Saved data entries
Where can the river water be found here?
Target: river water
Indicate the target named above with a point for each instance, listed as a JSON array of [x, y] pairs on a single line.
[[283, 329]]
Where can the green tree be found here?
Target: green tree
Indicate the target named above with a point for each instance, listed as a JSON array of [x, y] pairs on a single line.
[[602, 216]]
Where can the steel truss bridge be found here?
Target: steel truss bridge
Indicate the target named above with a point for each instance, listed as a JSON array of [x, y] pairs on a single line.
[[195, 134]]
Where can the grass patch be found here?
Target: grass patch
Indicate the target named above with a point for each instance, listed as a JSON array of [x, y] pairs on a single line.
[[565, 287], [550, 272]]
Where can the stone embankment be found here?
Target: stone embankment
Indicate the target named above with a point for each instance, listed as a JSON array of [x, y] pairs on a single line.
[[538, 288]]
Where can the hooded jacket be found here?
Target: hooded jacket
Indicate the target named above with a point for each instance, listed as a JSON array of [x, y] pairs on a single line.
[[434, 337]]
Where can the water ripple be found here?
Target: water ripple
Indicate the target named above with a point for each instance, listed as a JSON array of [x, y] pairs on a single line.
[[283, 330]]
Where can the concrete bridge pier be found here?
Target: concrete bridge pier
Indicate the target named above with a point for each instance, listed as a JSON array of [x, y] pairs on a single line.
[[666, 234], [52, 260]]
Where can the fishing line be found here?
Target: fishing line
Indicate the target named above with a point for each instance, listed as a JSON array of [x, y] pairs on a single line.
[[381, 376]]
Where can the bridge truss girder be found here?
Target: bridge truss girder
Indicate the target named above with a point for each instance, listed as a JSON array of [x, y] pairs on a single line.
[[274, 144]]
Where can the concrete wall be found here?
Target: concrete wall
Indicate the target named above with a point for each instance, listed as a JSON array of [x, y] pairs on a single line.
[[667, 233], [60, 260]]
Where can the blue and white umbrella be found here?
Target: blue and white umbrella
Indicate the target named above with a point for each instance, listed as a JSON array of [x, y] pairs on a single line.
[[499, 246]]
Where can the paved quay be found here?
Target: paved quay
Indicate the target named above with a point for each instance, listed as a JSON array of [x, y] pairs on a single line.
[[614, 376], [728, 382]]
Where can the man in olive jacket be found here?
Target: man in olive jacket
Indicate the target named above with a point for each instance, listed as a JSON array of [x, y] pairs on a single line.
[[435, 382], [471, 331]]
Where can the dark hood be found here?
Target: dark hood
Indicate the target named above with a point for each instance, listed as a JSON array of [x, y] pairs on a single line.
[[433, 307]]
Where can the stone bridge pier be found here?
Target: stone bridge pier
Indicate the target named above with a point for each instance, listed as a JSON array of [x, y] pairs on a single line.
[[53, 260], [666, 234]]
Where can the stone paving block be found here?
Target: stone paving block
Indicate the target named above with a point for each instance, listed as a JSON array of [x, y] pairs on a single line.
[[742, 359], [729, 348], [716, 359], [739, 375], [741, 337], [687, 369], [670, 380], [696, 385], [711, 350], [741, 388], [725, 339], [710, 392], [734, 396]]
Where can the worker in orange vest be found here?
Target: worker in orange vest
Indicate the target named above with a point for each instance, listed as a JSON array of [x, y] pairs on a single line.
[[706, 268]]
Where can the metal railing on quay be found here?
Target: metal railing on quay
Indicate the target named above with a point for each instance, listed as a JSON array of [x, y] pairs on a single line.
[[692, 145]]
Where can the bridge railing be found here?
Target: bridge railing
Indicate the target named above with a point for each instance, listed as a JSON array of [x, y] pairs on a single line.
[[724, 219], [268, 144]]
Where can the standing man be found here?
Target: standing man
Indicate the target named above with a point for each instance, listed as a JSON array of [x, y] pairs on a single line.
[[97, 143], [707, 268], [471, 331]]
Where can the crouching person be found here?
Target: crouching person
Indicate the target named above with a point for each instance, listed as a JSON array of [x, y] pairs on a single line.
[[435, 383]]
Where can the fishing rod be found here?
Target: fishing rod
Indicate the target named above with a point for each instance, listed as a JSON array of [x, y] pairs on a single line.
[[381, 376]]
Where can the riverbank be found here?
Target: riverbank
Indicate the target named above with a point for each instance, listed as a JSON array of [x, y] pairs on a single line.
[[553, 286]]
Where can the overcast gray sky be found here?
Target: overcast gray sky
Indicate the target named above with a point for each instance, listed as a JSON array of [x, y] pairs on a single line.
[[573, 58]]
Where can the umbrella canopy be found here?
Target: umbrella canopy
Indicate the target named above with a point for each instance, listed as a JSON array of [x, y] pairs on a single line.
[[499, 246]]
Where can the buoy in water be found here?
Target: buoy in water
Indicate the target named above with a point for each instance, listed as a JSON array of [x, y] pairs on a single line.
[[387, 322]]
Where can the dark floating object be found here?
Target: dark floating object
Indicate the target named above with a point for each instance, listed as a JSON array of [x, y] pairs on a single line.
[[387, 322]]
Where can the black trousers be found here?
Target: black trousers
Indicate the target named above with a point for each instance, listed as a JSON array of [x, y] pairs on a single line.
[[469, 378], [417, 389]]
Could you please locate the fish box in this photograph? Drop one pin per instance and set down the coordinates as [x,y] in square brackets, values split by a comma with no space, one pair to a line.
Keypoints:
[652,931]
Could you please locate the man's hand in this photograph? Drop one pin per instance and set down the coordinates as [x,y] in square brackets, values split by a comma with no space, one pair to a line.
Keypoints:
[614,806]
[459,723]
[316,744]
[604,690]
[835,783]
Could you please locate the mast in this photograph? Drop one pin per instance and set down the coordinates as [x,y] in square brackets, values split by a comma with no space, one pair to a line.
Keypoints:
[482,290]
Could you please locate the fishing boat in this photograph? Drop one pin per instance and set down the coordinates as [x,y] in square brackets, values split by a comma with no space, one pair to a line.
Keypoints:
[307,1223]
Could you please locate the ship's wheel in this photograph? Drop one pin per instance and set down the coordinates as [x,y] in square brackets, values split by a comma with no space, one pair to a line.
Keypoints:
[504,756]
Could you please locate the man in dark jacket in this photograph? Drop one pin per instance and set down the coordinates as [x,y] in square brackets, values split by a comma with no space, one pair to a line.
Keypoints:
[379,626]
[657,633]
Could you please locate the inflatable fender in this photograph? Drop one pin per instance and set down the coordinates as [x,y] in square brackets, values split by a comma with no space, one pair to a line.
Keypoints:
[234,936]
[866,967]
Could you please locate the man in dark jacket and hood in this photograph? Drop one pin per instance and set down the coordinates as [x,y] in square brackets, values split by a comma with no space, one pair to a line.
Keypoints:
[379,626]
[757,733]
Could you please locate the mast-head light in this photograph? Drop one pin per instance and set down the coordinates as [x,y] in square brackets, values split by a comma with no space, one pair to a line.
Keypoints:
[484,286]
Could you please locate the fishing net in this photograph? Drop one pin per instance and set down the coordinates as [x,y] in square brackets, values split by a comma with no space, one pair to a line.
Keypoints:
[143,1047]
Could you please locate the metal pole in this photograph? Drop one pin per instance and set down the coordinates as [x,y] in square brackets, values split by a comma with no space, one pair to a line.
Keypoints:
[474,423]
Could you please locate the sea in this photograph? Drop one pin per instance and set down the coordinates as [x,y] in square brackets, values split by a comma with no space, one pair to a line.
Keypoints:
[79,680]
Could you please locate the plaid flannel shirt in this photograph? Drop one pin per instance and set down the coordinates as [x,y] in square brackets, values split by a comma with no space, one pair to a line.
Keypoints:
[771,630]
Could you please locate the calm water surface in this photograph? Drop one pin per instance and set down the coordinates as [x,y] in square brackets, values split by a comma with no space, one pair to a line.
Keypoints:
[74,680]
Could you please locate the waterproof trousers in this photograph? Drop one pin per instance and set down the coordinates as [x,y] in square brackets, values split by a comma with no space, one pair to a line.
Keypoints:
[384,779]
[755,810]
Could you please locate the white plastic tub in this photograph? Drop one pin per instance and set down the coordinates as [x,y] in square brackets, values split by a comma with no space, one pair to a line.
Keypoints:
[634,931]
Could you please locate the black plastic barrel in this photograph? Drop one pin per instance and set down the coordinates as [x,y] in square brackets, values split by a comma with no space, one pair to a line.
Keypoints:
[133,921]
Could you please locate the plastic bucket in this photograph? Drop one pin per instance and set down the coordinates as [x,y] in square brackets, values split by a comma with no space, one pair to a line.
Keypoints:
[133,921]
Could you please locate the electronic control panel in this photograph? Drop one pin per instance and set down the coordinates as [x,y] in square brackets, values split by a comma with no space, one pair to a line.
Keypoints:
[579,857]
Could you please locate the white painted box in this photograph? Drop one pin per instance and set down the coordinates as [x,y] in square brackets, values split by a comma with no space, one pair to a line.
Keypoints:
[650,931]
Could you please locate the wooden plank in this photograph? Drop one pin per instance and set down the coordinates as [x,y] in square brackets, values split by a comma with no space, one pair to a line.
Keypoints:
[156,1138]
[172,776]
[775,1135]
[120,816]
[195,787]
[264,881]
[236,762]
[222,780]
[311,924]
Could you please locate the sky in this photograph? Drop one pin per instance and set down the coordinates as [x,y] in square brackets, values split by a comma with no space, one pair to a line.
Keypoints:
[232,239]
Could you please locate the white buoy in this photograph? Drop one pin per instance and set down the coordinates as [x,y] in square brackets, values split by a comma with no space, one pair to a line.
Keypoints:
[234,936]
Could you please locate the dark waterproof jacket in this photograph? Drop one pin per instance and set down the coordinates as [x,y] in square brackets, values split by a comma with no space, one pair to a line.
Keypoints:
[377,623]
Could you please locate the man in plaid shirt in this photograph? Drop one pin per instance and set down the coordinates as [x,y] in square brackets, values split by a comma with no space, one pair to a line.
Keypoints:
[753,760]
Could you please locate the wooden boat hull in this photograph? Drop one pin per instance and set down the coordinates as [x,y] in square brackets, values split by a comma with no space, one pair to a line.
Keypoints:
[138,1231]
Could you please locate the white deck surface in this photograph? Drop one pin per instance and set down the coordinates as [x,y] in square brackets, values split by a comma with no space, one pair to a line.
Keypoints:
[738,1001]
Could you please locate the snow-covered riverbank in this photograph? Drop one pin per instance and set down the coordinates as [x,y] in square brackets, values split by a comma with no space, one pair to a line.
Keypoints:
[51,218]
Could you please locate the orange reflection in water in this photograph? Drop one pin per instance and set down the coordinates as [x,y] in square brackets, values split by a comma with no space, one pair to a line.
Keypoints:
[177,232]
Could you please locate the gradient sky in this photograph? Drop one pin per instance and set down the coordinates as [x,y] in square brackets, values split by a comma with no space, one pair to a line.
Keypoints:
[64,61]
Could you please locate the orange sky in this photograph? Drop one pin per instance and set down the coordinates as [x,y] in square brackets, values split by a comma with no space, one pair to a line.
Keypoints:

=== Objective ===
Please reproduce everything from the first of the lines above down to the line containing "[[283, 329]]", with both ends included.

=== Response to the exercise ===
Where can the river water be found here?
Target: river water
Indicate the target named above with a point for each instance, listed as a JSON array of [x, y] pairs on a single line.
[[283, 329]]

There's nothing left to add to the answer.